Text to read -
* * *

He also made it clear that there are a lot of options for consultants who are feeling overwhelmed. There are on-call consultants and other consultants who are willing to take on a little extra to help out someone who needs the break from all the stresses. But none of these options can be useful if the consultant doesn't admit that they're feeling stressed out or overworked in the first place. A lot of Richmond students, especially the kind of students who would look into working as writing consultants, don't know how to admit they've taken on too much and they need help.

I guess it's fitting that I'm writing this post this week, because I spent a good portion of this week ill. And I feel like this might be an area that I, like a lot of Richmond students, struggle. My life seems to be a pretty constant cycle of alternating physical and emotional stresses. A stressful work week means less sleep, fewer regular meals, and just an all-around neglect for my physical well-being. And then, once the emotional stresses of a hectic week let up, my body responds with the physical stresses of fatigue and illness.

* * *

Excerpts of bounding box data:
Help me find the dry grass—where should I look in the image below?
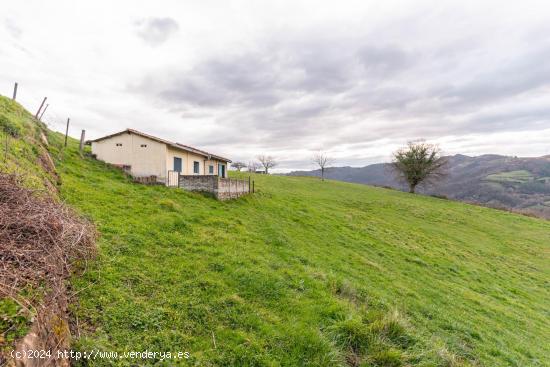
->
[0,173,96,366]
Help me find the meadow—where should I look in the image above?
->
[52,139,550,366]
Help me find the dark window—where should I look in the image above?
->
[174,157,181,172]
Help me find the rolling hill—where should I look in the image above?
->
[289,154,550,219]
[0,96,550,367]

* * *

Your objective -
Pick up the post about stress among writing consultants and carry it on from its last sentence. The records stand apart from the post and are not part of it.

Answer to this task -
This is a pattern that I'm going to have to work hard to break if I want to be an effective consultant. I think it's important to recognize that it's okay to ask for help and to admit when you're too stressed. Before you enter burnout mode. I cannot possibly be effective at helping other people if I cannot take the time to help myself when I need to take care of myself. Sometimes I might get overwhelmed, but I think if I want to be a decent consultant, I am going to have to learn to admit when things are getting to be too much and when I need help. I just hope I haven't learned that lesson too late already.

04 April 2011

Can I Please Be Someone's Sempai?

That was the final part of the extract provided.